Passage for review:
One Mid Canterbury/Ashburton property is directly linked by animal movements to an infected property detected from the Programme’s August Bulk Tank Milk screening.
The second property, in Canterbury/Selwyn district, was confirmed following a detect result from the September Bulk Tank Milk screening.
These newly confirmed properties demonstrate the Programme’s National Surveillance working as it should – detecting possible cases and showing us where to look to eliminate the infection.
It’s important to note this is not an outbreak – the M. bovis Programme is actively looking for those final pockets of infected properties and fully expected to find more over spring – it’s a time there are more samples to test, animals are under stress from calving and 2018 heifers are entering the milking platform for the first time.
Nor does it appear widespread — no additional farms in the Mid Canterbury/Ashburton district other than those three dairies originally detected in August were found in September or October Bulk Tank Milk screening, giving confidence this is an isolated cluster connected by animal movements.

Supplied entries:
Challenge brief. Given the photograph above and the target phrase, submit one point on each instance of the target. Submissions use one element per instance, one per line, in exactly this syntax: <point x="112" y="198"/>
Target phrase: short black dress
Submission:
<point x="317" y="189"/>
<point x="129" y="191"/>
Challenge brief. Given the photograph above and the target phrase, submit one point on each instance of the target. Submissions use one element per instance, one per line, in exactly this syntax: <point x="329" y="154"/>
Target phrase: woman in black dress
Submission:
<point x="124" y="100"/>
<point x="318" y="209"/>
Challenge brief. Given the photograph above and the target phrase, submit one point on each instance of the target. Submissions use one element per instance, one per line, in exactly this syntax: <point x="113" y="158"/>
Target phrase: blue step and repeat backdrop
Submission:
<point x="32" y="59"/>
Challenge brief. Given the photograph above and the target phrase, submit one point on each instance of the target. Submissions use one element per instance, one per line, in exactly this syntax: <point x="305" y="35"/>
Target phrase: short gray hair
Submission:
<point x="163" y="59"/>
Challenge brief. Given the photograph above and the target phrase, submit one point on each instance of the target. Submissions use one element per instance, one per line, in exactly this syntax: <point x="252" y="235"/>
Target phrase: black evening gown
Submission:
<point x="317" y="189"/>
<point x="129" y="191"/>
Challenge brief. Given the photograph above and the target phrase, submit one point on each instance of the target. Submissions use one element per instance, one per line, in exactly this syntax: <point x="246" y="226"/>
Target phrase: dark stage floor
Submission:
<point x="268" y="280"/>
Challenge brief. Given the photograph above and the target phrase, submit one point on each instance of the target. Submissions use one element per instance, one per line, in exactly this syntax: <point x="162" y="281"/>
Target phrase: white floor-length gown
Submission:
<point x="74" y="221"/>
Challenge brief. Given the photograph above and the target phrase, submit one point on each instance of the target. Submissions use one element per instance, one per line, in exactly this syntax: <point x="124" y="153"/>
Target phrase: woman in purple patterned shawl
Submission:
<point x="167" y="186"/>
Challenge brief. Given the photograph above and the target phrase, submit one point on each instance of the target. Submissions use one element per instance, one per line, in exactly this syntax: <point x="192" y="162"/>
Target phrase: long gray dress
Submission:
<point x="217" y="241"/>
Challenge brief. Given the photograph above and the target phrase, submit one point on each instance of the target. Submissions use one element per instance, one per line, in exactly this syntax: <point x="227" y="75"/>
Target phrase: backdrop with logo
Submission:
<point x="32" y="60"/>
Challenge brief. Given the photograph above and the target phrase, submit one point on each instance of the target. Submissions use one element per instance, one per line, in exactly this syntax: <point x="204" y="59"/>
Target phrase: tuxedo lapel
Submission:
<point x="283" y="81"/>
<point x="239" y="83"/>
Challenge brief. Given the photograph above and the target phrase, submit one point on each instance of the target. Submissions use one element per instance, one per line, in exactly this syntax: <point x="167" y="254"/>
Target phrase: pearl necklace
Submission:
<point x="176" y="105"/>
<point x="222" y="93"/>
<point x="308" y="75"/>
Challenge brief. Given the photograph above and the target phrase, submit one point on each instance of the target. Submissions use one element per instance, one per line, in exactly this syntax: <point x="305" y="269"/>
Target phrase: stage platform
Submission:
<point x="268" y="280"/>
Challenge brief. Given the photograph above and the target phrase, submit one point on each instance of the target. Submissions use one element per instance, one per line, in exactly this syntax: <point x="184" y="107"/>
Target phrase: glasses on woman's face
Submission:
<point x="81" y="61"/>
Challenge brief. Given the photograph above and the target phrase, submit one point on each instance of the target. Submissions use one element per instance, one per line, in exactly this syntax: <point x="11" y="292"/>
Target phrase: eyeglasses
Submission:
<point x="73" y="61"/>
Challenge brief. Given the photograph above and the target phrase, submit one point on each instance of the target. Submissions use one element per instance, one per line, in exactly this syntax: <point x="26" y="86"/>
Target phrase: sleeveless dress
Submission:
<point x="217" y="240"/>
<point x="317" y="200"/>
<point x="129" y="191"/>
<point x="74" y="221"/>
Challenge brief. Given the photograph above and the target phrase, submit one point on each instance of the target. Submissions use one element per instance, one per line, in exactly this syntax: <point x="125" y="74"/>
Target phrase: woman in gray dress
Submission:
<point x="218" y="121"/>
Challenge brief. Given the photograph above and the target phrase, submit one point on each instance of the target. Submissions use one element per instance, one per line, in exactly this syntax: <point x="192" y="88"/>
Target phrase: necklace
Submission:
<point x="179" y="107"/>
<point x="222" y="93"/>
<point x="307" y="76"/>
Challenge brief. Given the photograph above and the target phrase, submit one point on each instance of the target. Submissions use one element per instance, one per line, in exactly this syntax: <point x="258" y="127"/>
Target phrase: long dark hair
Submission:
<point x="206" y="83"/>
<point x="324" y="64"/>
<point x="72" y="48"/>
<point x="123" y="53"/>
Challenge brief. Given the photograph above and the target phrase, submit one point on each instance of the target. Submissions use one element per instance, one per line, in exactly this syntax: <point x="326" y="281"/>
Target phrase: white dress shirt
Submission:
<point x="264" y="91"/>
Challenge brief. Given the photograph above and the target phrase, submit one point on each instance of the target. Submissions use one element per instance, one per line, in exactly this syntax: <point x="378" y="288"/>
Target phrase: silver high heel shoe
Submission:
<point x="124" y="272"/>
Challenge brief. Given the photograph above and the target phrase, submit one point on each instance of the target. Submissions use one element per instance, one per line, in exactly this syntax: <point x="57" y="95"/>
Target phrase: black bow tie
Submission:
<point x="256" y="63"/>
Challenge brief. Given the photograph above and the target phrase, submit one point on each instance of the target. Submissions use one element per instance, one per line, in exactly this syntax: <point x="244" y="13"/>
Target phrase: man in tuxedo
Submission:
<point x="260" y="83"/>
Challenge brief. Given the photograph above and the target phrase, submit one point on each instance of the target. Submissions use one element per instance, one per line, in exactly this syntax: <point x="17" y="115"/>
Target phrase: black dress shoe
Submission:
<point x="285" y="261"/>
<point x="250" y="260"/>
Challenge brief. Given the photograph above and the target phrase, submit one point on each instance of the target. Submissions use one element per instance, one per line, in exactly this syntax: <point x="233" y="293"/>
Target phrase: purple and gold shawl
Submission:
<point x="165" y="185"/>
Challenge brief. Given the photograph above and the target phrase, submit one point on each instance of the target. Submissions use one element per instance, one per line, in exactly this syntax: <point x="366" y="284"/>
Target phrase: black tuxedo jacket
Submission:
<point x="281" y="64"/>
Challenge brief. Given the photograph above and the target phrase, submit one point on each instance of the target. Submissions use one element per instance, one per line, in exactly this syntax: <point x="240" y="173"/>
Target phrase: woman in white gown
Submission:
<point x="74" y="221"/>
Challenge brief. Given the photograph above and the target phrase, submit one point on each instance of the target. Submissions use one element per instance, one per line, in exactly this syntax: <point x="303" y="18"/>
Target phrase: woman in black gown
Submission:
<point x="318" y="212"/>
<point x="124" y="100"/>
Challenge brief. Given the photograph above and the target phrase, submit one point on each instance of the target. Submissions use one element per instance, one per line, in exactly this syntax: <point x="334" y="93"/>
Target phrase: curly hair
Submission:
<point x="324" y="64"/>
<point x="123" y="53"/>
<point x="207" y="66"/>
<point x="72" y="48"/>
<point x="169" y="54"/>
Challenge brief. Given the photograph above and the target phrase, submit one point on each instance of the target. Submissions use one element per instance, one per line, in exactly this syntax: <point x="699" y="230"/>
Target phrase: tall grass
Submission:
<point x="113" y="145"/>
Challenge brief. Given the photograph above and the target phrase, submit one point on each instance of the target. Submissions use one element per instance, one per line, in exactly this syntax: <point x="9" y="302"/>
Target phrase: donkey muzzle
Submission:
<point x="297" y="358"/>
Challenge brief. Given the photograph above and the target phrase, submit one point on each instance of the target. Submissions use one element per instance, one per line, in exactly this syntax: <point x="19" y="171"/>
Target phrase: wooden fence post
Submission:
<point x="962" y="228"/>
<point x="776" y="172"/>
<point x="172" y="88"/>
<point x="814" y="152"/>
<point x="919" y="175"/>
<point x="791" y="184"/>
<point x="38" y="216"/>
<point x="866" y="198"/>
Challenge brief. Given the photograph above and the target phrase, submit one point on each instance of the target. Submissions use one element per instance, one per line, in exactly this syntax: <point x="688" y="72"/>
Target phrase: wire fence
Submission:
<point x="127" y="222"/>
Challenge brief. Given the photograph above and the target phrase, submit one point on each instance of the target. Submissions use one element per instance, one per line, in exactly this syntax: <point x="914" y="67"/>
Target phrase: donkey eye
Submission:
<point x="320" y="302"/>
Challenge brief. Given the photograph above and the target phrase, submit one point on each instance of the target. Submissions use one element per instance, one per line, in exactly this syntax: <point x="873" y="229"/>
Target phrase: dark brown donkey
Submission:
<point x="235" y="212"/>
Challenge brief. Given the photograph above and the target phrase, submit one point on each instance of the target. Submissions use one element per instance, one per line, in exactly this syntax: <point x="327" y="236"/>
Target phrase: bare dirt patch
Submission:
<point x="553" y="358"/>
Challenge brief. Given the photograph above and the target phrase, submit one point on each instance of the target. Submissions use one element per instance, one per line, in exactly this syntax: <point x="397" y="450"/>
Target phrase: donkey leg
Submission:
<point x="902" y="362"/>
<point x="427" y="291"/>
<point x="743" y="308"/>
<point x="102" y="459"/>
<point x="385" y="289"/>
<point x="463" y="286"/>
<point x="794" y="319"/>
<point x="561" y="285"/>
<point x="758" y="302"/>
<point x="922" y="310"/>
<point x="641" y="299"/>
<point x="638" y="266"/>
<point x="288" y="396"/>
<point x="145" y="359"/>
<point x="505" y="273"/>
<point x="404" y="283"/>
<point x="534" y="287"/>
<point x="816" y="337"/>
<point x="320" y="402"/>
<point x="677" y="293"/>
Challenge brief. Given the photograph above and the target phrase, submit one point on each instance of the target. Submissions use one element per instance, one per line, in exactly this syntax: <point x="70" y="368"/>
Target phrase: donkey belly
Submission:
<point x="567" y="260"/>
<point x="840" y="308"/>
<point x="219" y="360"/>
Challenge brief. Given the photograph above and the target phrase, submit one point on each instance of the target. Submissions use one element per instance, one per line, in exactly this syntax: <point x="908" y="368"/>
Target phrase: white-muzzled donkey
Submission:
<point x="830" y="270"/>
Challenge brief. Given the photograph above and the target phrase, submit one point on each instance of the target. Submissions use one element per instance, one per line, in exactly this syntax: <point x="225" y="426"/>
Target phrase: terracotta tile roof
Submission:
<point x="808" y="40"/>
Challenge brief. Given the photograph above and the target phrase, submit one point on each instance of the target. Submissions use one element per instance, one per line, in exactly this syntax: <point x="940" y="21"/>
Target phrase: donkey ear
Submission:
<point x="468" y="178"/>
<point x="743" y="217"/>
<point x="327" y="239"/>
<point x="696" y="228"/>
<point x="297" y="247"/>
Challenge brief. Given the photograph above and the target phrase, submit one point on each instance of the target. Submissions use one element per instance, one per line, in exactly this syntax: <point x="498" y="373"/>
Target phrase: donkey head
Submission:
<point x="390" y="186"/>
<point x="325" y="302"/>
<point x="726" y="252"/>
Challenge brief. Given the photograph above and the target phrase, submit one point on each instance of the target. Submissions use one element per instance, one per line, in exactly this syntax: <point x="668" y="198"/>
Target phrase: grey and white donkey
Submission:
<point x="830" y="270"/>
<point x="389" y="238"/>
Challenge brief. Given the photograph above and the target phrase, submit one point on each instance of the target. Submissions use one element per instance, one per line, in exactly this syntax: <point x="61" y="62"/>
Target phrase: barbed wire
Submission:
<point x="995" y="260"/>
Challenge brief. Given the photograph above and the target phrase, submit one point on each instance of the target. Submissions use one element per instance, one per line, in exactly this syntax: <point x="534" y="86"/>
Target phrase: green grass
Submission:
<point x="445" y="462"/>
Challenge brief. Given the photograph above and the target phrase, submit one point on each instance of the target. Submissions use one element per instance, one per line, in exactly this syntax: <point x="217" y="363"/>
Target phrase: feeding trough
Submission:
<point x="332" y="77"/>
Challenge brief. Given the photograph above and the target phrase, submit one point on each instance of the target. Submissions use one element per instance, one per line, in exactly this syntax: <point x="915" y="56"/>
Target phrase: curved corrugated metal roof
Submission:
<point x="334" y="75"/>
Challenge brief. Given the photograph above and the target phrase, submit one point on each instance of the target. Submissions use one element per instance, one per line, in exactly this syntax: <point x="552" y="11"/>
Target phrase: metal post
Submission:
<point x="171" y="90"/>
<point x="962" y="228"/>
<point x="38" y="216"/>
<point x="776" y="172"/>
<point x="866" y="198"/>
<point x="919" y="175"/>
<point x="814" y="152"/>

Directions:
a. From the M. bovis update, copy the passage from "These newly confirmed" up to and including "by animal movements.".
b. According to the M. bovis update, in which district is the second newly confirmed property?
c. Resume the M. bovis update, starting right after its final sentence.

Answer section:
a.
These newly confirmed properties demonstrate the Programme’s National Surveillance working as it should – detecting possible cases and showing us where to look to eliminate the infection.
It’s important to note this is not an outbreak – the M. bovis Programme is actively looking for those final pockets of infected properties and fully expected to find more over spring – it’s a time there are more samples to test, animals are under stress from calving and 2018 heifers are entering the milking platform for the first time.
Nor does it appear widespread — no additional farms in the Mid Canterbury/Ashburton district other than those three dairies originally detected in August were found in September or October Bulk Tank Milk screening, giving confidence this is an isolated cluster connected by animal movements.

b. Canterbury/Selwyn district

c.
This is why good NAIT records are so important for everyone. They help to trace infected animals faster and stop the spread of the disease to other herds and other farms. Incomplete NAIT records make tracing infected cattle a difficult job.
The M. bovis Programme’s surveillance tools like the bulk tank milk screening programme and beef sector surveillance have been developed to not only help find any remaining infection faster, but to give us all confidence long-term that New Zealand is free from the disease
The Programme is working closely with all affected farmers, their staff and whānau to ensure things run as smoothly as possible, and that they are well-supported.